What you need to do: From the material below, pull out every line that contains the word "yellow", and copy each one in full.
_ _ _ _
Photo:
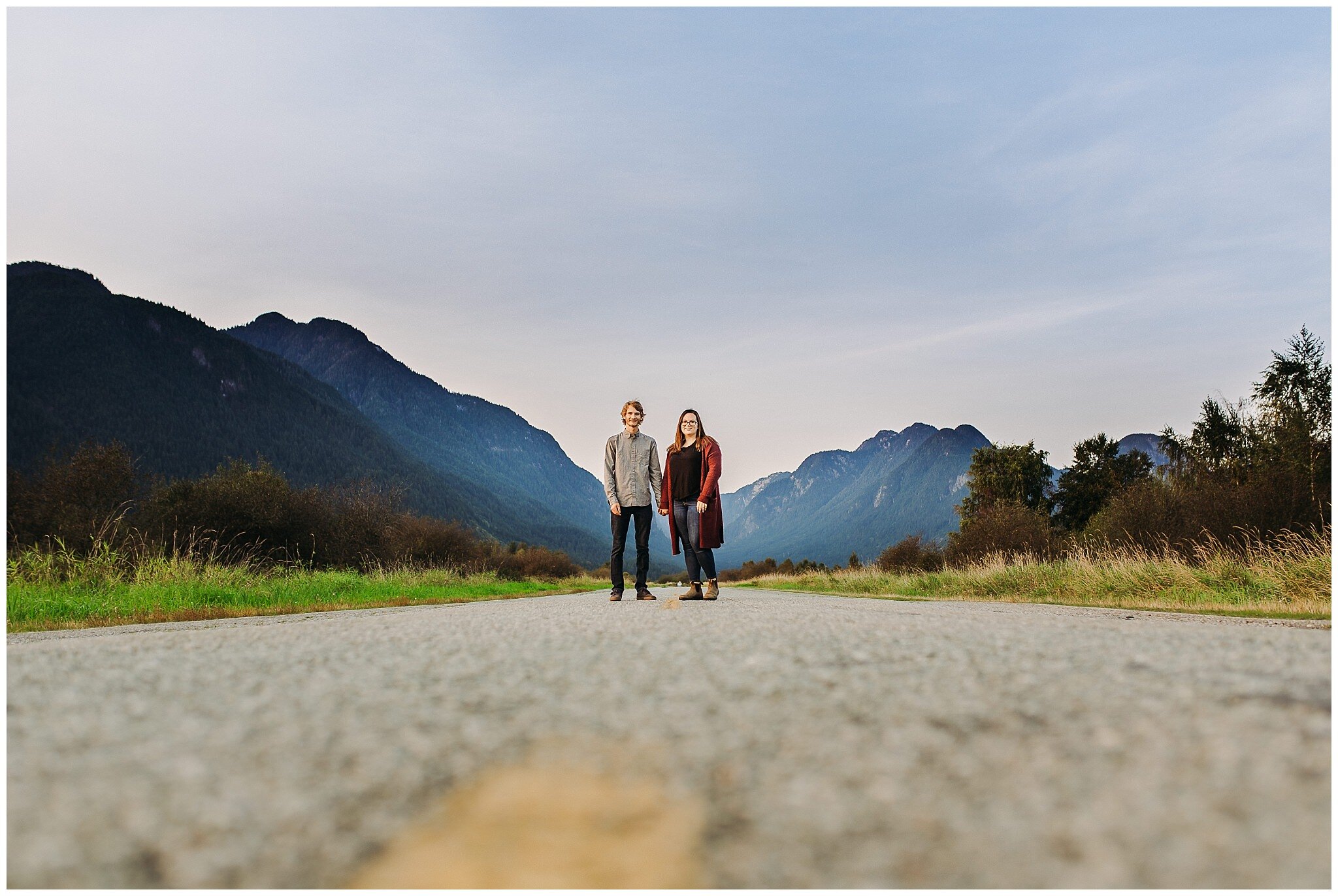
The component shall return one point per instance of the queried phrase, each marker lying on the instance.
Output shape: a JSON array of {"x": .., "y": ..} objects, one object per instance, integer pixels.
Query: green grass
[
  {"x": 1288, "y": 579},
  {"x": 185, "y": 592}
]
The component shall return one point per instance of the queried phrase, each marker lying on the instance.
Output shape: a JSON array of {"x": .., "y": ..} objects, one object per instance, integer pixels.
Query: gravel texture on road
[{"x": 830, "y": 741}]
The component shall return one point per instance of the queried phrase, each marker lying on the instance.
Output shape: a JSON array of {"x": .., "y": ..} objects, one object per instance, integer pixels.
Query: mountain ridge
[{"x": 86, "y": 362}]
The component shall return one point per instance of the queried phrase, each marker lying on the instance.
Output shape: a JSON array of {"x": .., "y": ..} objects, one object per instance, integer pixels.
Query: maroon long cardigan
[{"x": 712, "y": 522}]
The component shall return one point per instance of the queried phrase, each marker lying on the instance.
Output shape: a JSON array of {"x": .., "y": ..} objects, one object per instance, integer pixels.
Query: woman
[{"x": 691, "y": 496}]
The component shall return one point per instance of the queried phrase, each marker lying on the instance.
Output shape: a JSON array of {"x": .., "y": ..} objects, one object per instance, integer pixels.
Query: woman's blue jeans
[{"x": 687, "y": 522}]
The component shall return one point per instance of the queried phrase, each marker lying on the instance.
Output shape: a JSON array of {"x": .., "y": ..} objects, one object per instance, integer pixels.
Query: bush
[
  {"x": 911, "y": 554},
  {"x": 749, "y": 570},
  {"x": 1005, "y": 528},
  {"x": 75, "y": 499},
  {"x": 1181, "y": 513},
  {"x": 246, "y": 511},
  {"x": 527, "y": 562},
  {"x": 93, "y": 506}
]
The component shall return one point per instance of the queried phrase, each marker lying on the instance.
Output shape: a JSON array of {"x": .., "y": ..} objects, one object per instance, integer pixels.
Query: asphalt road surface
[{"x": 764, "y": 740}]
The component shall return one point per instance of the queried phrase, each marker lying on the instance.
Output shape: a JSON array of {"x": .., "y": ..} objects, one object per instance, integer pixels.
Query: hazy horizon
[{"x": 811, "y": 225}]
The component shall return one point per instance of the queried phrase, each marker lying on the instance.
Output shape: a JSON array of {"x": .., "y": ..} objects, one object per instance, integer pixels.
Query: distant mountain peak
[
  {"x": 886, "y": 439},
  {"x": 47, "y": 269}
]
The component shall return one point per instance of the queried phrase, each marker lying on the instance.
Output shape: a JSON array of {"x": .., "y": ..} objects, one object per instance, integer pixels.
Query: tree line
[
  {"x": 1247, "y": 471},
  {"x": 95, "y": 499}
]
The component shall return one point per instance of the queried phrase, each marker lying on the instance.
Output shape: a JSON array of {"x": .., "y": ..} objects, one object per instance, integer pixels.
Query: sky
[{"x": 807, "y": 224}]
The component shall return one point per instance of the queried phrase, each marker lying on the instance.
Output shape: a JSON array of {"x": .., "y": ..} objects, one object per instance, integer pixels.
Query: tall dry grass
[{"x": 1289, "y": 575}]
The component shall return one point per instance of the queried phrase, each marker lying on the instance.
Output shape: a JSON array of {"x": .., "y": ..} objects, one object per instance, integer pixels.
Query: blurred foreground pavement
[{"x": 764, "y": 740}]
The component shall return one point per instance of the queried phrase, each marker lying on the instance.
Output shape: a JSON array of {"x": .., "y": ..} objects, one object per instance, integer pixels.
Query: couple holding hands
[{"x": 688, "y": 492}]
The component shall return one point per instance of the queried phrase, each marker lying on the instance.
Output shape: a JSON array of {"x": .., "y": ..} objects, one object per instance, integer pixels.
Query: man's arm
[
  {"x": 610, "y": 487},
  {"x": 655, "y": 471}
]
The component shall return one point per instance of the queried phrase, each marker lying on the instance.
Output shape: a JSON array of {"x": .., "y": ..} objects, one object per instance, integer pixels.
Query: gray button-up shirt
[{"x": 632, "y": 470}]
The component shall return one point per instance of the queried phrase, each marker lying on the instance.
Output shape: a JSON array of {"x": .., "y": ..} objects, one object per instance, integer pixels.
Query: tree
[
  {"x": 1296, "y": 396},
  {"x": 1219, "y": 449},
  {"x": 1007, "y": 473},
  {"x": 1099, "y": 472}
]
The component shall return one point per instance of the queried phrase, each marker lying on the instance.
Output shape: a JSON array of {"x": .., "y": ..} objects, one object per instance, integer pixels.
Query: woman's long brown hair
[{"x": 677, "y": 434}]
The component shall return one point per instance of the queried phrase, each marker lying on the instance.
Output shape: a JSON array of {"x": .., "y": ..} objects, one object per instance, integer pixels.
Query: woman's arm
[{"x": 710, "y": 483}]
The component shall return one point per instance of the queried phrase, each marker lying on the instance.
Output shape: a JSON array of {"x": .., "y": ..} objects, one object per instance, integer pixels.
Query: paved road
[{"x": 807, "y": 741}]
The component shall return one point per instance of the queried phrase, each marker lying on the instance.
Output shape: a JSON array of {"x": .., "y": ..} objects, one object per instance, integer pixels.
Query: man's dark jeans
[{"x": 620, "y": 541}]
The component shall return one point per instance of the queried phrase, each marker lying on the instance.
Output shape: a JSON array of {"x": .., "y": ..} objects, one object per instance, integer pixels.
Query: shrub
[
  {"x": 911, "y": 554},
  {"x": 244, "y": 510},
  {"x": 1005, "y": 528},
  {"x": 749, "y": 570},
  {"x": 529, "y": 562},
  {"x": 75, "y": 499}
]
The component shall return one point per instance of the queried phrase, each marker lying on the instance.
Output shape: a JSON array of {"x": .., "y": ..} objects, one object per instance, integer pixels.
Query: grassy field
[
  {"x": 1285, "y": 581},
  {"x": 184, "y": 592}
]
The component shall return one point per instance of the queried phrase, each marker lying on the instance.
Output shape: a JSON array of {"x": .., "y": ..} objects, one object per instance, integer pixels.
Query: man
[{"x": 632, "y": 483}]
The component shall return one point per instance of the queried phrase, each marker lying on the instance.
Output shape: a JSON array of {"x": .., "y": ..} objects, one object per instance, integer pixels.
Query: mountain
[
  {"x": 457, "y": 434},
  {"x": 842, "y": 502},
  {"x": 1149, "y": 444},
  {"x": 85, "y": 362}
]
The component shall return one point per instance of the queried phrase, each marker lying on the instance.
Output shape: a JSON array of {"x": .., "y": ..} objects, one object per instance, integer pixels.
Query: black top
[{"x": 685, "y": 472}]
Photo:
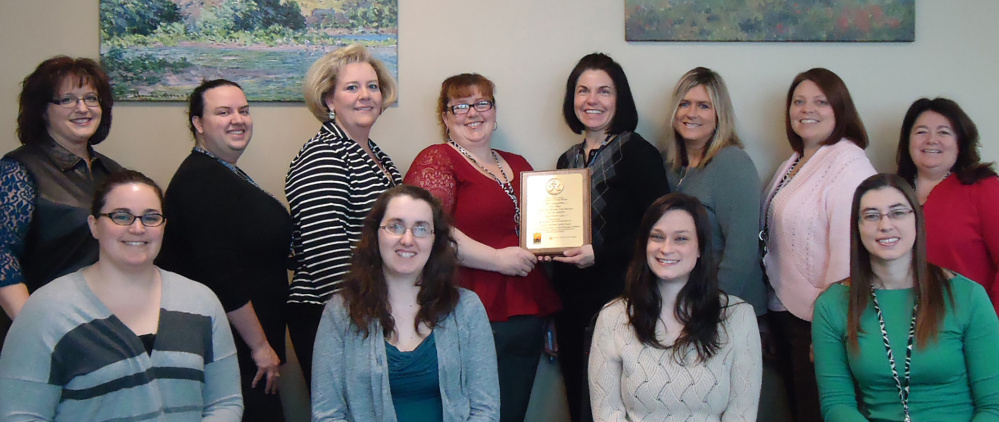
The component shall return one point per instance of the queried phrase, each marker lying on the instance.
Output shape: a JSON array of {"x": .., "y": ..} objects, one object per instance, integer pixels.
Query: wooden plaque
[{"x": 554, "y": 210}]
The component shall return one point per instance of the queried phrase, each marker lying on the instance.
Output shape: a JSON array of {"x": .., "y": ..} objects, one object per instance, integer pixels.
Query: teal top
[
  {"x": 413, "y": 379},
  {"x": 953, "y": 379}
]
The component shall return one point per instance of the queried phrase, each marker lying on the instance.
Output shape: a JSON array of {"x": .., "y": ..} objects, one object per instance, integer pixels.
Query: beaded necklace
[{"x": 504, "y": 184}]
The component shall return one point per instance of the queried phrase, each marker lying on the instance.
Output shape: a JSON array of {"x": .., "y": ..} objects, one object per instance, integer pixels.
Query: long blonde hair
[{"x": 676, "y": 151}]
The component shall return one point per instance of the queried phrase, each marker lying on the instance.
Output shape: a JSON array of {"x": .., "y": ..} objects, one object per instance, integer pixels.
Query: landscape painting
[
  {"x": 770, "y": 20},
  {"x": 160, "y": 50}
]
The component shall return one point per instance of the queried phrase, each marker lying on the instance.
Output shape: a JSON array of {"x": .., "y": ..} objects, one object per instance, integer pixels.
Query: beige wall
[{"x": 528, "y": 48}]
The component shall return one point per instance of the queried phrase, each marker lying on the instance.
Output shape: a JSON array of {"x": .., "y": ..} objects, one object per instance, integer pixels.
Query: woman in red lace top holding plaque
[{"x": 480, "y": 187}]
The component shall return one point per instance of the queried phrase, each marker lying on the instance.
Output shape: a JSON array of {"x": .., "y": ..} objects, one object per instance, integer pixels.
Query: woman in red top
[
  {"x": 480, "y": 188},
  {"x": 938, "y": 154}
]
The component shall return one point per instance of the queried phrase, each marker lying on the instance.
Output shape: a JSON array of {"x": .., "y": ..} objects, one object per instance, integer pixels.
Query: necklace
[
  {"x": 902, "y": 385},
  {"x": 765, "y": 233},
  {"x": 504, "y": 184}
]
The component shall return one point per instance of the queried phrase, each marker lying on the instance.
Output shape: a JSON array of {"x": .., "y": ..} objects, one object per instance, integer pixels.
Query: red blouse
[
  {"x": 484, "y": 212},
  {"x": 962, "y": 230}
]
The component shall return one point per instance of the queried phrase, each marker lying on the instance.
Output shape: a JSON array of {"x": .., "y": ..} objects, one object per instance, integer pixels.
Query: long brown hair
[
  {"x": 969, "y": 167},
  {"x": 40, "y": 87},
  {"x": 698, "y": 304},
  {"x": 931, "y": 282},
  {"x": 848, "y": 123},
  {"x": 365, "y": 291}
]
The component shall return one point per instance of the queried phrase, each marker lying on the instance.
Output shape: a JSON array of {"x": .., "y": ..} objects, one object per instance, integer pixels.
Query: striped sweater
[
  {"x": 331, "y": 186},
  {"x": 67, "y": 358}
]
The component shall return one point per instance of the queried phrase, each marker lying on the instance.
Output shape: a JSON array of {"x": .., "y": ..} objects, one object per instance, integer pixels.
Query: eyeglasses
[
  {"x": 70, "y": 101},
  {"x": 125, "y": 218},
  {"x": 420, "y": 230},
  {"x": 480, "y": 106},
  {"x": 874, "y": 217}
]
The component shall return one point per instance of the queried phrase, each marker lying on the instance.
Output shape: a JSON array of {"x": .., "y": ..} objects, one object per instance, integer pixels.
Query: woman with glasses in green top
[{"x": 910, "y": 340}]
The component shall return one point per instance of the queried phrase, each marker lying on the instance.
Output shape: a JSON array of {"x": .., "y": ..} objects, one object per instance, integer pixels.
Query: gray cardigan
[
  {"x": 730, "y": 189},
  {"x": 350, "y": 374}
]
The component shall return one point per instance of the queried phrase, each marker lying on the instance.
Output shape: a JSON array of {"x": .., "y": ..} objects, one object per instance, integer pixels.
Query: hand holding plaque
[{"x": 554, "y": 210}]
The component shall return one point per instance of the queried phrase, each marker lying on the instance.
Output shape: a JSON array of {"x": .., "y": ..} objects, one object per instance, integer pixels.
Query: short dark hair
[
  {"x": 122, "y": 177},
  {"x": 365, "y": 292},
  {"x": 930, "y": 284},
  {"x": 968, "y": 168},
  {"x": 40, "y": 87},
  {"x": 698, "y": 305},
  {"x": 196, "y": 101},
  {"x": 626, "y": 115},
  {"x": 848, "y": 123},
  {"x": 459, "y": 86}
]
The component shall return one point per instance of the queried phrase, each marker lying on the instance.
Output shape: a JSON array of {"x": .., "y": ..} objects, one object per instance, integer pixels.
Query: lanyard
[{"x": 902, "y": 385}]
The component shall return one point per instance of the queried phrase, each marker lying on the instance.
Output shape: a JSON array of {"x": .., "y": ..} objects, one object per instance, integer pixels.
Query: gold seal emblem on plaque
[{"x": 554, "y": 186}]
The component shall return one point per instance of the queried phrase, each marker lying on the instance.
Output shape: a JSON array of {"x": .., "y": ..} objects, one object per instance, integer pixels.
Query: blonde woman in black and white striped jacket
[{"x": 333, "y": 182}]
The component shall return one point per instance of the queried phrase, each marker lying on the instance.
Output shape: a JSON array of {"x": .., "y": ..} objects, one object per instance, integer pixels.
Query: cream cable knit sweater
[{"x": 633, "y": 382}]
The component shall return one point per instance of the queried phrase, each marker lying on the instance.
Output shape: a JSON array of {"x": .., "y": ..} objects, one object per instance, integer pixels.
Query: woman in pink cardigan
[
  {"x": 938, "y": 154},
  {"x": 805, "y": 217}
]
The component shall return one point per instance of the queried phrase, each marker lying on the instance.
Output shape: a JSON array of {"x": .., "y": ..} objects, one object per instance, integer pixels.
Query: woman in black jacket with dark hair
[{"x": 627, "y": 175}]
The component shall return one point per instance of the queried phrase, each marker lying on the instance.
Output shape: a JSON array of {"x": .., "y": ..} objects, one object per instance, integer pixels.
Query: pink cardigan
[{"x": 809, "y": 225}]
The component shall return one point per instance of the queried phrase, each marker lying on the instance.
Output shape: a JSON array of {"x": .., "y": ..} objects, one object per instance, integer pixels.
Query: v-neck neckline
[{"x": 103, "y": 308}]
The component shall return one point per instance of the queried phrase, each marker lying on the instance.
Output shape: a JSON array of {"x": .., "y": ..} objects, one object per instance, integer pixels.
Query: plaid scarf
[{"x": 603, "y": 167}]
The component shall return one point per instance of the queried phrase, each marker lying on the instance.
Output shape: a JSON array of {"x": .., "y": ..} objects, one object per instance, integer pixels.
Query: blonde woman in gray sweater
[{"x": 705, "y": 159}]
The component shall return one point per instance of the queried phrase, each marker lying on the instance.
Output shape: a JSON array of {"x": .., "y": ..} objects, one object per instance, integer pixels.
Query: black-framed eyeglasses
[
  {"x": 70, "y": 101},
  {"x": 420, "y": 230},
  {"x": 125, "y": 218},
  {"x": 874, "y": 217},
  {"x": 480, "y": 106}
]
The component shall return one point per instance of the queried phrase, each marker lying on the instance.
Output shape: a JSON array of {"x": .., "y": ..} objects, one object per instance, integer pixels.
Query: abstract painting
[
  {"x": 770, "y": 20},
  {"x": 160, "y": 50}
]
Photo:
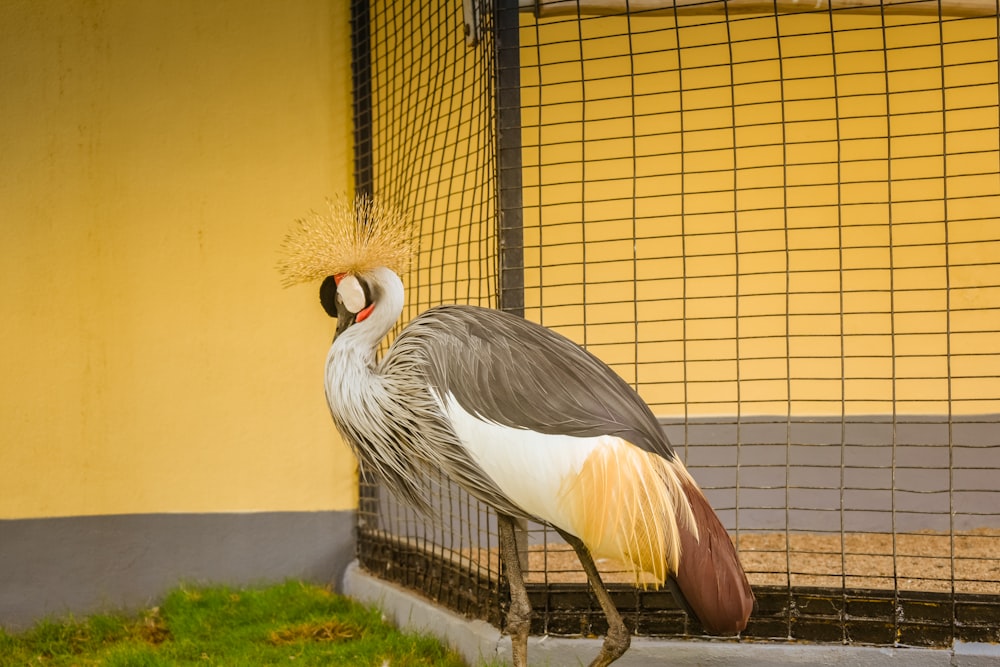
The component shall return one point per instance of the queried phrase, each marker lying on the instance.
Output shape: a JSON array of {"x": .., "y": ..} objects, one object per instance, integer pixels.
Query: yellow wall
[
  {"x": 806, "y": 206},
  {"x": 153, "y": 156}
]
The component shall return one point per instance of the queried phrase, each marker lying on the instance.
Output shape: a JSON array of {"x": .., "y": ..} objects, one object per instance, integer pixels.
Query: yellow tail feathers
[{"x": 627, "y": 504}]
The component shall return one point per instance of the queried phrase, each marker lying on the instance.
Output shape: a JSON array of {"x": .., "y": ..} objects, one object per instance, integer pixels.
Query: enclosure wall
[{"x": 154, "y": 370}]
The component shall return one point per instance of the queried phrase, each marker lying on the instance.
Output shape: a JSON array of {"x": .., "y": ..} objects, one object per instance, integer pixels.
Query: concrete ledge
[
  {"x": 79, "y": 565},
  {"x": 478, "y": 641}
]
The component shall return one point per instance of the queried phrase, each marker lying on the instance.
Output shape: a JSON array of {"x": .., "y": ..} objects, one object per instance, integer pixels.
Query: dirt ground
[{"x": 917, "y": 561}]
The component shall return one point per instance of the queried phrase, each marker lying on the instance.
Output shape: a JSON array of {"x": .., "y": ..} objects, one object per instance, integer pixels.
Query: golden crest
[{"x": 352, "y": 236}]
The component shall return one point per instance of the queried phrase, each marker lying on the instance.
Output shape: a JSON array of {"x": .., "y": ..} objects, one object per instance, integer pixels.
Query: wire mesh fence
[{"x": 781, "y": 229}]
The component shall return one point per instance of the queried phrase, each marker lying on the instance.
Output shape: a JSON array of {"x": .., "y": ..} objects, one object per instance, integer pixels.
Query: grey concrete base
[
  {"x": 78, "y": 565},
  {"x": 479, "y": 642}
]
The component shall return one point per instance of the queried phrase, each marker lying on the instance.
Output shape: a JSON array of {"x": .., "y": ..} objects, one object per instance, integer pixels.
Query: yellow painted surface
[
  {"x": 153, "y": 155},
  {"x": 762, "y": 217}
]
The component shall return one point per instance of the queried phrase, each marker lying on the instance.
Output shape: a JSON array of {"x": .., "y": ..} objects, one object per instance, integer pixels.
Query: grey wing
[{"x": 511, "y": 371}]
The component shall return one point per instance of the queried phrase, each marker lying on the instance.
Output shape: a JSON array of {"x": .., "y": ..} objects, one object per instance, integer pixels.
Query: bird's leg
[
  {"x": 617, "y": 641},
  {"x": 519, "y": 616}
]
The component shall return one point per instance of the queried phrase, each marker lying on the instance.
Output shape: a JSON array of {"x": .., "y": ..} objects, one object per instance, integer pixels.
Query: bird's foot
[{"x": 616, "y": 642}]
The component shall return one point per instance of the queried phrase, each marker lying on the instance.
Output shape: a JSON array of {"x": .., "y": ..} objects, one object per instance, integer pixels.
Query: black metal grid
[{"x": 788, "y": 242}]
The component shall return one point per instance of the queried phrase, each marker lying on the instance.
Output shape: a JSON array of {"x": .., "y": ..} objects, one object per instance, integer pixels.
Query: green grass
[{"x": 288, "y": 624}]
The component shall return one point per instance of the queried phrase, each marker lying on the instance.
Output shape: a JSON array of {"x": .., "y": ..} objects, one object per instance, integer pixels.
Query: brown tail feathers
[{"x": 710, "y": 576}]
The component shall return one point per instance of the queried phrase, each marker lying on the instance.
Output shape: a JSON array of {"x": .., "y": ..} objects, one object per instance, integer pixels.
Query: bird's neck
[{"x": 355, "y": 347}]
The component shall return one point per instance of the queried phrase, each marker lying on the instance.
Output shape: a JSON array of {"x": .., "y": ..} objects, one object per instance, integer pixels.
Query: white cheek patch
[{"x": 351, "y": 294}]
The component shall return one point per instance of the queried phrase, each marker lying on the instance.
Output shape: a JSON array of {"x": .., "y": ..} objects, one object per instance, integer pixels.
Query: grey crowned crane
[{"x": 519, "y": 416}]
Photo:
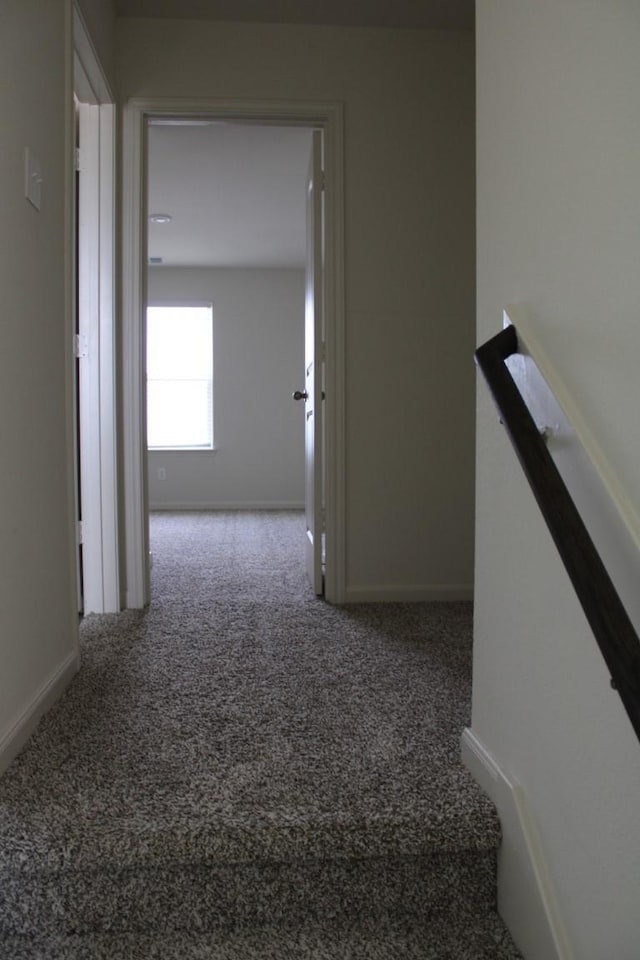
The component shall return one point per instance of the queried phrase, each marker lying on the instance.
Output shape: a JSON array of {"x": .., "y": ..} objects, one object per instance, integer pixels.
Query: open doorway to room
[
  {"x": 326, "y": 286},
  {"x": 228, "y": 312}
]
_ _ _ _
In response:
Query: yellow wall
Query: yellow tail feathers
Query: yellow painted surface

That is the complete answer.